# [EXERCISE DETAILS]
The task requires restating, word for word, the lines of the entries below from the one containing "Exercise. Point to every instance of the mud-terrain" through the final one, both included.

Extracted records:
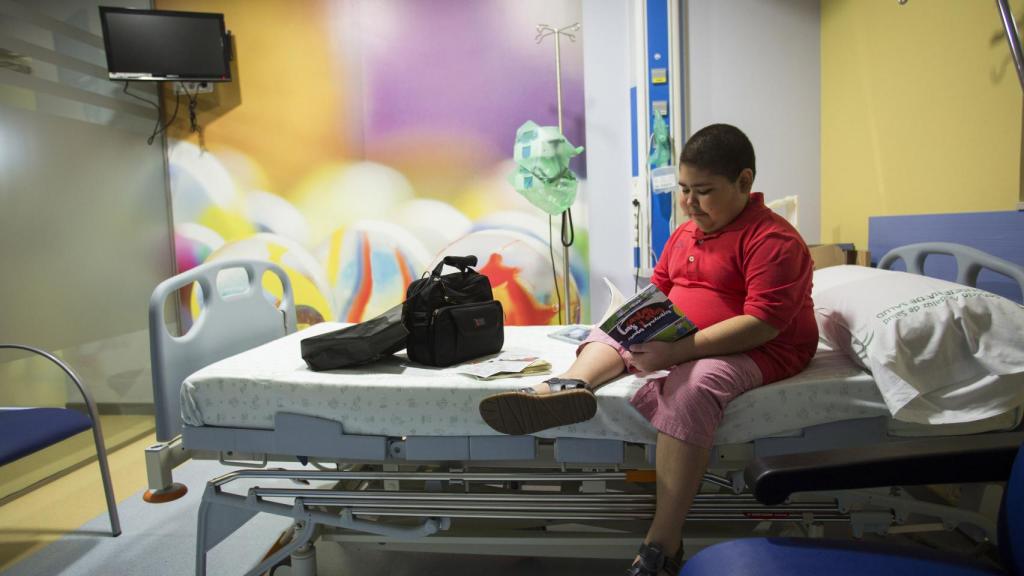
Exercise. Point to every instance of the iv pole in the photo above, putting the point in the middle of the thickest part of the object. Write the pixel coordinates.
(544, 31)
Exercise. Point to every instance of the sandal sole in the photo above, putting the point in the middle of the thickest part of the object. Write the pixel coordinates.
(520, 413)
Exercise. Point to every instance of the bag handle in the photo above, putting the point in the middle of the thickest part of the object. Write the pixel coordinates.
(461, 262)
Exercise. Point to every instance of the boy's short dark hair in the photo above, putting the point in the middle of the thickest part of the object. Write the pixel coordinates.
(720, 149)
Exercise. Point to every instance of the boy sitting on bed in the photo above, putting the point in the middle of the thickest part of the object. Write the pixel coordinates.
(743, 276)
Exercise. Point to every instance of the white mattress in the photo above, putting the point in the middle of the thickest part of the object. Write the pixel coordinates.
(395, 398)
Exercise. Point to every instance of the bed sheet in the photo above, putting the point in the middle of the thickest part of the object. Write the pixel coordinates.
(397, 398)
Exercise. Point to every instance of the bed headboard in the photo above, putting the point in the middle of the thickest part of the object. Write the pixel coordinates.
(995, 234)
(970, 261)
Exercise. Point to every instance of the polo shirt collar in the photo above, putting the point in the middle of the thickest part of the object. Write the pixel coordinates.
(755, 207)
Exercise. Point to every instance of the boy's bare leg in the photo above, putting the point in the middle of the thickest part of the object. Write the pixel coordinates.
(680, 467)
(596, 364)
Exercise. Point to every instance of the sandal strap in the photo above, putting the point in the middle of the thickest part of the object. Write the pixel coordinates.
(675, 564)
(561, 384)
(650, 561)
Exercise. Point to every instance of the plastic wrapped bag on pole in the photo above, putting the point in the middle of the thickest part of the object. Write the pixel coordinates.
(543, 175)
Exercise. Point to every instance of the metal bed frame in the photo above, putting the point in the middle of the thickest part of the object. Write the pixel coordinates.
(567, 496)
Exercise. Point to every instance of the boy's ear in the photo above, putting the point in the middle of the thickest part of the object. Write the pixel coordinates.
(745, 180)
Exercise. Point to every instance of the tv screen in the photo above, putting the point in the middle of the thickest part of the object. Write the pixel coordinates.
(165, 45)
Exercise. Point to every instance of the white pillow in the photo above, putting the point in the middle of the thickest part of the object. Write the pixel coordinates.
(939, 352)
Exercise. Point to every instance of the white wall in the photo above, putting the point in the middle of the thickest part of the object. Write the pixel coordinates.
(756, 64)
(84, 229)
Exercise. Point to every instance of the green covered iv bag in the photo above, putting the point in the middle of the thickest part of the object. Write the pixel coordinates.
(542, 175)
(662, 155)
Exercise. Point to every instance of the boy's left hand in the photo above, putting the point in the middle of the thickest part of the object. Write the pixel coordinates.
(659, 356)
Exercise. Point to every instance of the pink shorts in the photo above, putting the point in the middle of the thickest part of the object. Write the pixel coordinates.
(689, 402)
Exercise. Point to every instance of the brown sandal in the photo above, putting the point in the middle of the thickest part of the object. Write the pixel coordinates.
(524, 411)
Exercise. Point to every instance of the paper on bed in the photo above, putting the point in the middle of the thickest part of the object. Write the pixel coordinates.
(507, 364)
(395, 398)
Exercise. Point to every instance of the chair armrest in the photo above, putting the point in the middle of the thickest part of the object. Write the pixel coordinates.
(89, 404)
(941, 460)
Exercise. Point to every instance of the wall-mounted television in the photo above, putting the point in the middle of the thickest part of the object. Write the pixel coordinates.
(165, 45)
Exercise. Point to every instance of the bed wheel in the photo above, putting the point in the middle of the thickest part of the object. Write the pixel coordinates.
(171, 493)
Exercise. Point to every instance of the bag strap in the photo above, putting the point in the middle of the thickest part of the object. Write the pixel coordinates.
(461, 262)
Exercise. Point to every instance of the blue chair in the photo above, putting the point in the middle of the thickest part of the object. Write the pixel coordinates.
(26, 430)
(993, 458)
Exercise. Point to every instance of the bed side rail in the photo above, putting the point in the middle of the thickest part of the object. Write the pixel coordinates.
(970, 261)
(976, 458)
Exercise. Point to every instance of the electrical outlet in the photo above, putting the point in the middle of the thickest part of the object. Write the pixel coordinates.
(193, 88)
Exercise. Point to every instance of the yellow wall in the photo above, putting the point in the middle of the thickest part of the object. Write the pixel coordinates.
(921, 112)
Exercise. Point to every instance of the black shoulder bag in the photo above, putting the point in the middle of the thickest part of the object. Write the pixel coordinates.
(452, 318)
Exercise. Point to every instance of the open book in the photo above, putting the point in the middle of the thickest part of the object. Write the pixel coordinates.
(647, 316)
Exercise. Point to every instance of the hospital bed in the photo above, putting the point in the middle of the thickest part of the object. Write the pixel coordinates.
(395, 454)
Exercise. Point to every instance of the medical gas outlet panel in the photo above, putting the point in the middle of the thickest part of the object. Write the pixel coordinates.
(656, 117)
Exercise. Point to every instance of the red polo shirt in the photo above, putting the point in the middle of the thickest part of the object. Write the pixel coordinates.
(757, 264)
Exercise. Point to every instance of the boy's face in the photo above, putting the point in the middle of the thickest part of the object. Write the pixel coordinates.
(710, 200)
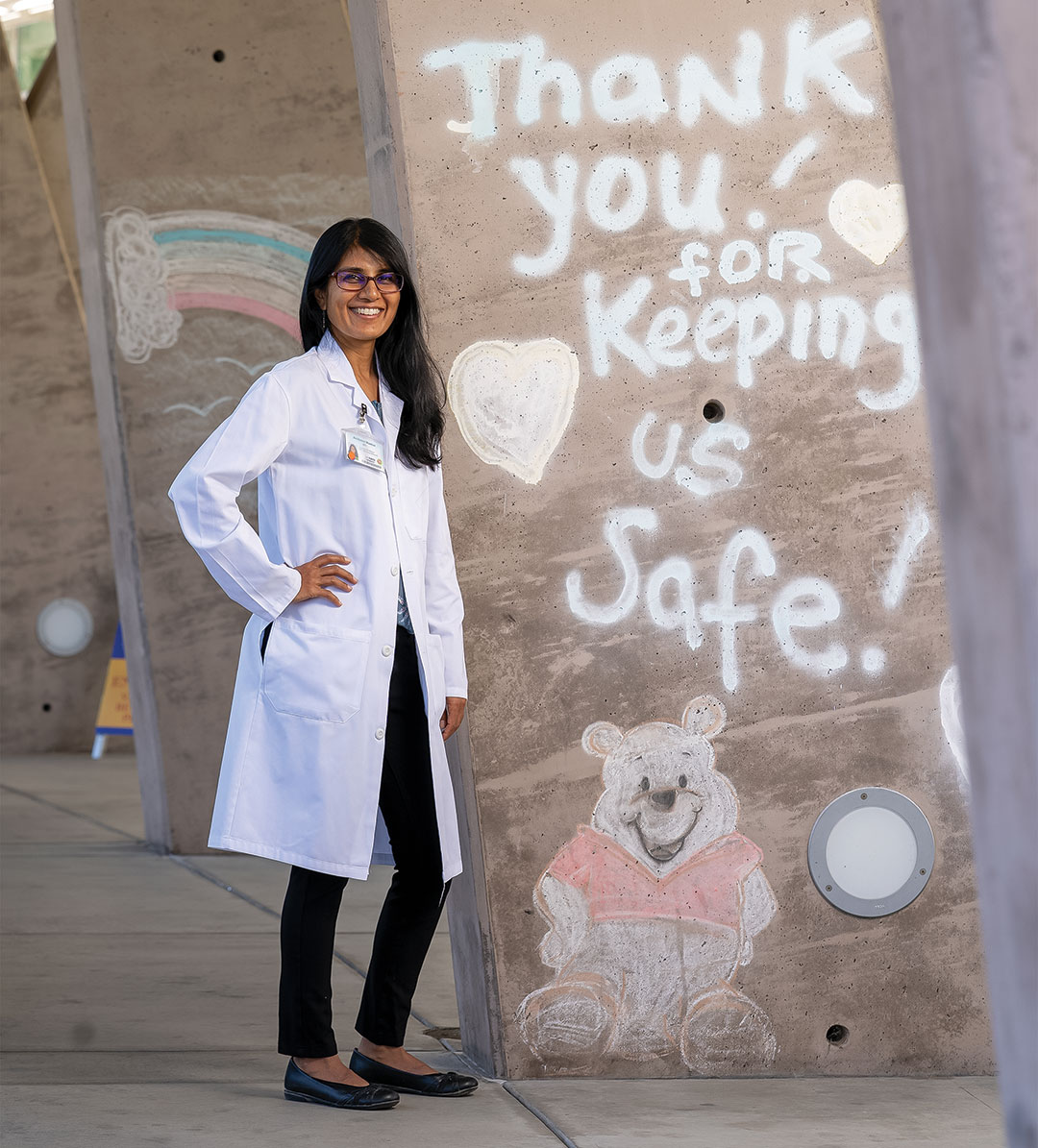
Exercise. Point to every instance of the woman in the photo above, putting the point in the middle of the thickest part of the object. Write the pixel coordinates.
(352, 674)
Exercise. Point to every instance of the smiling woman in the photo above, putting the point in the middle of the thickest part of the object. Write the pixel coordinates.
(353, 667)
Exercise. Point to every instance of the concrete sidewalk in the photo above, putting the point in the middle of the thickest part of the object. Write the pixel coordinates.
(139, 1008)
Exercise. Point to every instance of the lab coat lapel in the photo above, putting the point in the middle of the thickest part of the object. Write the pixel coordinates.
(337, 370)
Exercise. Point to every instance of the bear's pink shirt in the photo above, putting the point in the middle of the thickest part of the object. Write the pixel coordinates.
(706, 888)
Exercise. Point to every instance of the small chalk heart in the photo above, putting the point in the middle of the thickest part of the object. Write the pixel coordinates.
(513, 401)
(872, 219)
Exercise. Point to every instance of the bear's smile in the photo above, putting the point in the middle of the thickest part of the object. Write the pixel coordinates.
(660, 847)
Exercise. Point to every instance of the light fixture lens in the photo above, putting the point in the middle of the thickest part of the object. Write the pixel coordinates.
(872, 853)
(64, 627)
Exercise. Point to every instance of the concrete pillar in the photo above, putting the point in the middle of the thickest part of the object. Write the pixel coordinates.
(52, 518)
(965, 96)
(662, 255)
(200, 181)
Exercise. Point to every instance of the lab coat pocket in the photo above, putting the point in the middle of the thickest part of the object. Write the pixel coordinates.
(414, 489)
(316, 674)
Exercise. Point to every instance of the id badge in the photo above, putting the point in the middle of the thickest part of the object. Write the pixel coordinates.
(363, 449)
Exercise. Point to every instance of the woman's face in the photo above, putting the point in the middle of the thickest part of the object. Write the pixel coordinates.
(358, 316)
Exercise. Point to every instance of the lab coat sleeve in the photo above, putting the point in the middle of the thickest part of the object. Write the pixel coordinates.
(206, 498)
(442, 597)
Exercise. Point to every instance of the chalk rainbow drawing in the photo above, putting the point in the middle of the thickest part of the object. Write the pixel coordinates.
(160, 265)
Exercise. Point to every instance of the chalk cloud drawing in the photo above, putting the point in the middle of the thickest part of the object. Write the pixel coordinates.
(513, 401)
(951, 719)
(872, 219)
(137, 274)
(653, 911)
(163, 264)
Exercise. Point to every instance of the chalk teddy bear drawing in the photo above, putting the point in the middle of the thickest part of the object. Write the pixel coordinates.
(651, 912)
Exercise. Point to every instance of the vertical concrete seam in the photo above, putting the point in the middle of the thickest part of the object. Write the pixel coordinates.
(117, 488)
(52, 207)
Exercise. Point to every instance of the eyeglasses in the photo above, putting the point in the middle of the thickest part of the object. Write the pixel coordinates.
(388, 282)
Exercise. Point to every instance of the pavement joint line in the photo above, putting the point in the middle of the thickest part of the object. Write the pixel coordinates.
(199, 871)
(543, 1117)
(82, 817)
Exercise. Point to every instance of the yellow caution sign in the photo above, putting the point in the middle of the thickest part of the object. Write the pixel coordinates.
(113, 716)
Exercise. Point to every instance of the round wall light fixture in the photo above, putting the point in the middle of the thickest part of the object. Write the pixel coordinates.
(64, 627)
(871, 852)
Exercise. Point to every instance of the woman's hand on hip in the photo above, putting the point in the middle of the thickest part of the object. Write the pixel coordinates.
(324, 572)
(453, 717)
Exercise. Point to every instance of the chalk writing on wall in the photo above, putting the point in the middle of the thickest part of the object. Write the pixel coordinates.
(651, 912)
(749, 292)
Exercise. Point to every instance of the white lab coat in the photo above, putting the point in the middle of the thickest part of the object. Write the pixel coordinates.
(303, 757)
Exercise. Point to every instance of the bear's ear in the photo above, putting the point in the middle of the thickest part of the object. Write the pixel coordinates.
(601, 738)
(704, 716)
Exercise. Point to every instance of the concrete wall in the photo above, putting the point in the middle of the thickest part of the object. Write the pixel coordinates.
(212, 146)
(626, 218)
(52, 516)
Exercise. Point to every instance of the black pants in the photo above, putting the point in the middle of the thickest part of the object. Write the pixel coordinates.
(411, 908)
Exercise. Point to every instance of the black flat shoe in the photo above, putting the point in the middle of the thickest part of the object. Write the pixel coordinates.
(436, 1084)
(310, 1090)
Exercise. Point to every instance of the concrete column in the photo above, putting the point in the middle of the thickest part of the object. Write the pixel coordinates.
(210, 146)
(662, 256)
(965, 96)
(52, 516)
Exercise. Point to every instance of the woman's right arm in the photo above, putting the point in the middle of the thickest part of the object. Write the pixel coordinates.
(206, 498)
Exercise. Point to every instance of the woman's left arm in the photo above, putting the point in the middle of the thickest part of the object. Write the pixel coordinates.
(443, 602)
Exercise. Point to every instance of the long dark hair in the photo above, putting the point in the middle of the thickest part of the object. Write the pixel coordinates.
(405, 357)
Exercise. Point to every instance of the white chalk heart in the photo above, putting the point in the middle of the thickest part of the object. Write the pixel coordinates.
(872, 219)
(513, 401)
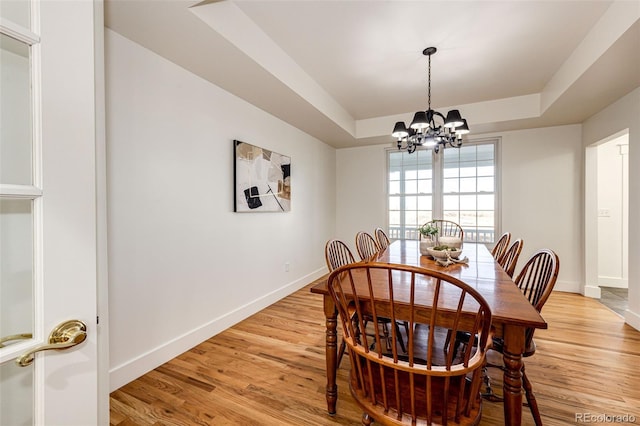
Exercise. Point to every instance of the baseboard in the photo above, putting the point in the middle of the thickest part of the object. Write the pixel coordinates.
(567, 286)
(632, 318)
(134, 368)
(613, 282)
(592, 291)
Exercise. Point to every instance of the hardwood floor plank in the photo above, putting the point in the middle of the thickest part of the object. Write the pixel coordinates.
(270, 370)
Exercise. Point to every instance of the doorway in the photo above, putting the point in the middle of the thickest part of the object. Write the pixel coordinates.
(609, 213)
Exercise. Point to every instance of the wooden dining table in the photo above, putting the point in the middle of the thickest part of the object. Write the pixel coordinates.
(512, 313)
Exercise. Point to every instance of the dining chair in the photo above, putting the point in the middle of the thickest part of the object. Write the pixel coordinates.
(337, 254)
(536, 281)
(501, 246)
(425, 385)
(381, 238)
(366, 245)
(367, 248)
(510, 258)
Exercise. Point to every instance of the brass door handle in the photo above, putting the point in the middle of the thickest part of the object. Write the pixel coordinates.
(64, 336)
(21, 336)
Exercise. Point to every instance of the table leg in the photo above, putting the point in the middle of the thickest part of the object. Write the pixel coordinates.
(331, 315)
(512, 357)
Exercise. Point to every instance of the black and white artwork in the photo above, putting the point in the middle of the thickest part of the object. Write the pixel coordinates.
(262, 179)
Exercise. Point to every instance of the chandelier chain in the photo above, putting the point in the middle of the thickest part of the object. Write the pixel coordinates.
(430, 128)
(429, 86)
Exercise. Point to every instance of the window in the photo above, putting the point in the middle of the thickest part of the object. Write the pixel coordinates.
(458, 185)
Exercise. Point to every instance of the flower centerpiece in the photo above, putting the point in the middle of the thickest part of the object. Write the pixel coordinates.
(428, 237)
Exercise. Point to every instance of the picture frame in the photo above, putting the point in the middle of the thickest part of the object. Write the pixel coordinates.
(262, 179)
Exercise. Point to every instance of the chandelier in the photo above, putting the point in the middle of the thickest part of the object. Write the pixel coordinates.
(430, 128)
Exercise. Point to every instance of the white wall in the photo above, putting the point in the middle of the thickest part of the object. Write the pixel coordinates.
(541, 193)
(361, 203)
(617, 117)
(182, 265)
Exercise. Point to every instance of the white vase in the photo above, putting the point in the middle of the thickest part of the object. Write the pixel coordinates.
(427, 242)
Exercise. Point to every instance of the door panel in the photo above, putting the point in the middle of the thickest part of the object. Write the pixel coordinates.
(48, 210)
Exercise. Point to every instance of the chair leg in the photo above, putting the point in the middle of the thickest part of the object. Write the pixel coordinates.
(341, 351)
(531, 399)
(488, 394)
(400, 339)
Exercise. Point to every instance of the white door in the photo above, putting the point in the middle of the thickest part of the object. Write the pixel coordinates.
(47, 210)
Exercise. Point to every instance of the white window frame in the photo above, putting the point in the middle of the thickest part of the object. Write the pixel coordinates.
(437, 188)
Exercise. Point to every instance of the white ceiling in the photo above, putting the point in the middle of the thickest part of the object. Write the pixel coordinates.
(345, 71)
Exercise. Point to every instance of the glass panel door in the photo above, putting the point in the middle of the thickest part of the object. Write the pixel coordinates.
(18, 198)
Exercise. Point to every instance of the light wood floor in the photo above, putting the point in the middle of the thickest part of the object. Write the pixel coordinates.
(270, 370)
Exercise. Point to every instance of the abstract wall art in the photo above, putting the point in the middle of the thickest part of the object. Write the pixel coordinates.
(262, 179)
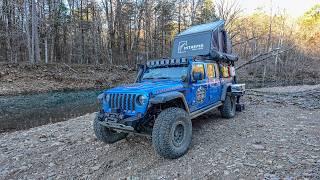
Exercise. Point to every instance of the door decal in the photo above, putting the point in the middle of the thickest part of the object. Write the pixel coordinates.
(201, 94)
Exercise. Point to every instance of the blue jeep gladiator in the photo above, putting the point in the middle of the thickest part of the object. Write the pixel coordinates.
(168, 93)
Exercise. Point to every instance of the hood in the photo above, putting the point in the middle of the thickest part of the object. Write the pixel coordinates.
(153, 87)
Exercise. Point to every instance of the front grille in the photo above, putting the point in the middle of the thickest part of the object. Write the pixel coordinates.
(122, 101)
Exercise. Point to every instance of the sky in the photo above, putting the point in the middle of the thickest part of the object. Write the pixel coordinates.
(294, 8)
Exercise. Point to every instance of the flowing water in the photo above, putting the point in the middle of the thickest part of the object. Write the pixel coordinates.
(26, 111)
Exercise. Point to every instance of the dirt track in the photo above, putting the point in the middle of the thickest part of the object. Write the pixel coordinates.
(275, 137)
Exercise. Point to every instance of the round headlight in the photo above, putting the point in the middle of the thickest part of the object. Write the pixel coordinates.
(141, 99)
(100, 97)
(107, 98)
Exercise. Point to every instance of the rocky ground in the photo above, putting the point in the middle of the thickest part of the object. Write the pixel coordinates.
(25, 78)
(277, 136)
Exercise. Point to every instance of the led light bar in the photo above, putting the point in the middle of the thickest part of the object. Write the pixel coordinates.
(166, 62)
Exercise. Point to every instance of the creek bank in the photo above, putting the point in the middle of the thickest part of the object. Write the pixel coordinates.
(269, 140)
(17, 79)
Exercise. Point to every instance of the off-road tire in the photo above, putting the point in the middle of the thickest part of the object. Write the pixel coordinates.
(228, 109)
(167, 130)
(105, 134)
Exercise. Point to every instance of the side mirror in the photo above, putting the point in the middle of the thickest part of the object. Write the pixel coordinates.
(197, 76)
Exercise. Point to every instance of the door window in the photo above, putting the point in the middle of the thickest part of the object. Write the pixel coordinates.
(210, 71)
(198, 68)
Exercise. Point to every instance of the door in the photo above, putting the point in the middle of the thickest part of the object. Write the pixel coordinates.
(199, 88)
(214, 85)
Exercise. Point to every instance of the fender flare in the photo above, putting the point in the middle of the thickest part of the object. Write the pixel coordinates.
(168, 96)
(225, 90)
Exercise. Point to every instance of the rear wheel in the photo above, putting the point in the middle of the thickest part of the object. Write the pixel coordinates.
(228, 109)
(172, 133)
(105, 134)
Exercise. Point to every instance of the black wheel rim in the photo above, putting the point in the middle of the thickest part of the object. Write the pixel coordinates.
(178, 134)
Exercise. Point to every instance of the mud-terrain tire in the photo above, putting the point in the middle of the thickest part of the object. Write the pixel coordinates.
(228, 109)
(105, 134)
(172, 133)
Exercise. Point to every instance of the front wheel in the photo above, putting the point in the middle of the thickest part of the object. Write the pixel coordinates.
(105, 134)
(228, 109)
(172, 133)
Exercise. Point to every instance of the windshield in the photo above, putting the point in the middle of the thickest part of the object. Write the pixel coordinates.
(165, 73)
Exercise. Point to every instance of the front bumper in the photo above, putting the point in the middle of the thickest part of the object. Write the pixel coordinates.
(117, 122)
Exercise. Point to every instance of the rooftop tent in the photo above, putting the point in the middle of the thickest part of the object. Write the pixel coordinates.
(208, 40)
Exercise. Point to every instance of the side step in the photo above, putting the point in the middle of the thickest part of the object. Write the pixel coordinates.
(204, 110)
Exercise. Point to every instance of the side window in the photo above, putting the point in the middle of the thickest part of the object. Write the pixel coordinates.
(224, 70)
(198, 68)
(217, 70)
(210, 71)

# [SOLUTION TO THIS TASK]
Exercise. Point to every instance of the mud-terrain tire in the photo above, putting the point in the middle of the thickest part of the object. Write the pixel coordinates.
(228, 109)
(105, 134)
(172, 133)
Exercise. Point to every instance of the front wheel in the photo above, putting the point in the middle of the thickest part of the object. Write the pixel coordinates.
(105, 134)
(228, 109)
(172, 133)
Exercise. Point to every instance of the windshield in the photo above, putting the point in the middle of the thickest part of the object. Write the pixel coordinates.
(165, 73)
Exercise. Point to every instance of the front bumper in the photo above, putting the point in the middle of the thickest part of the object. Write the pixel coordinates.
(117, 122)
Exercise. Point to every instance of the rooftop tent in the photo above, putting the point in the middle of the thickest part of the object. Write the pixel coordinates.
(208, 40)
Exercise. Point to every instance of the side step in the photo above, putting the point in the middle of the thickest part of the object. Write the pixel coordinates.
(204, 110)
Exercise. Point to every instance of the side window in the photo above, putting the point in the middle of the thickest part of the object. Write the pixel coordinates.
(224, 70)
(198, 68)
(217, 70)
(210, 71)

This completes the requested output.